----- RECORDS TO PROCESS -----
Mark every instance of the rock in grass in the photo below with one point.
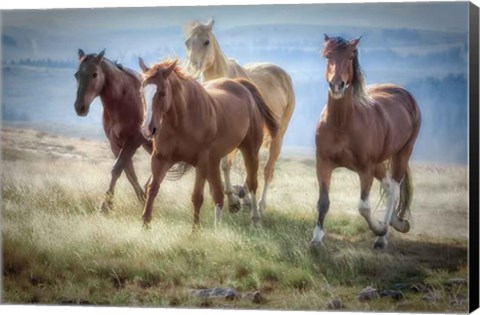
(456, 281)
(431, 297)
(256, 297)
(335, 304)
(368, 294)
(419, 287)
(226, 293)
(396, 295)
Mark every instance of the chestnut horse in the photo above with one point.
(362, 129)
(199, 125)
(206, 56)
(118, 88)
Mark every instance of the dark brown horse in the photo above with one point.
(361, 129)
(118, 88)
(199, 125)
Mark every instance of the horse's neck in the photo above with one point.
(190, 102)
(219, 69)
(340, 110)
(116, 82)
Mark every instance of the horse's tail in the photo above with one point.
(406, 195)
(268, 117)
(178, 170)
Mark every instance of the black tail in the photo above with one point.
(268, 117)
(178, 170)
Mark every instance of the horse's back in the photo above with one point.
(233, 106)
(276, 86)
(393, 99)
(397, 112)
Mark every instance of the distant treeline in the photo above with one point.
(44, 63)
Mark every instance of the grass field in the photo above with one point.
(58, 249)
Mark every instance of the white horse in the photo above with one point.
(206, 57)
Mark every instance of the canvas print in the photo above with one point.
(280, 157)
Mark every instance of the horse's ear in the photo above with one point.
(210, 23)
(81, 54)
(354, 42)
(99, 57)
(169, 70)
(188, 27)
(142, 65)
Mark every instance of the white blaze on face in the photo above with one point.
(148, 91)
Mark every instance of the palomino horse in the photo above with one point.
(118, 88)
(199, 125)
(361, 129)
(205, 55)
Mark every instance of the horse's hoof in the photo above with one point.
(315, 243)
(379, 229)
(400, 225)
(256, 224)
(380, 244)
(105, 207)
(261, 207)
(234, 206)
(240, 191)
(142, 197)
(146, 225)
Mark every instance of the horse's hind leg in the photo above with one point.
(215, 182)
(226, 163)
(159, 169)
(274, 153)
(250, 157)
(123, 154)
(399, 169)
(366, 181)
(324, 174)
(132, 178)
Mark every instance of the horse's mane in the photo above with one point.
(191, 27)
(153, 69)
(358, 80)
(116, 64)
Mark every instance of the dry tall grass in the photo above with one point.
(58, 249)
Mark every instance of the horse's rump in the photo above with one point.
(267, 115)
(276, 87)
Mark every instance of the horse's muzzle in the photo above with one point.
(81, 109)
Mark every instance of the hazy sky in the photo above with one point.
(426, 16)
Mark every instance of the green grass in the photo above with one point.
(58, 249)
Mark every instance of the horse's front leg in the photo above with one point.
(159, 170)
(233, 201)
(324, 173)
(364, 208)
(123, 155)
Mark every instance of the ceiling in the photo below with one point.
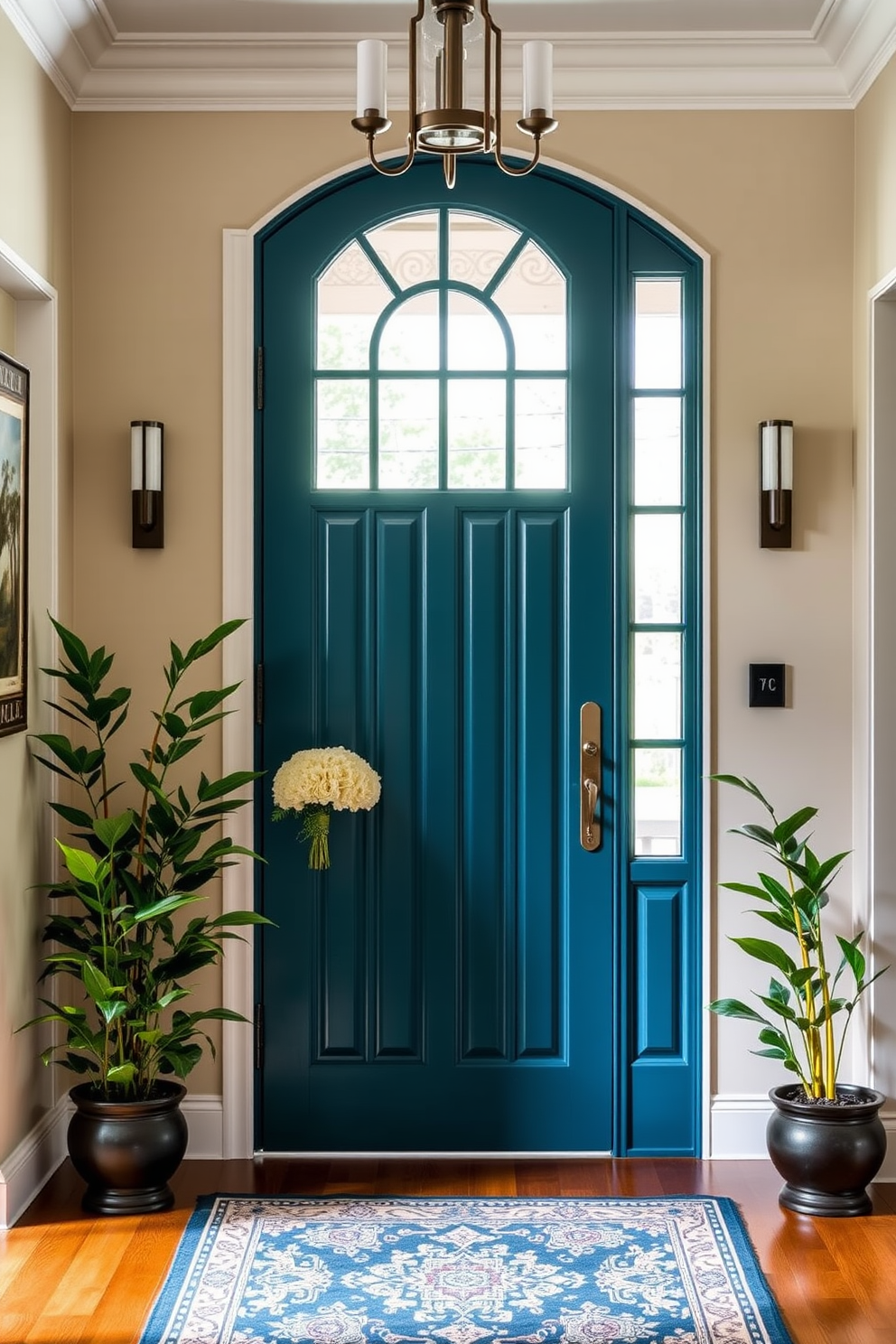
-----
### OBJECTIVE
List every line of the records above that contains the word "tail".

### TASK OUTPUT
Mark every instance of the horse's tail in the photo above with one point.
Mark every instance of the black tail in the photo above with one point.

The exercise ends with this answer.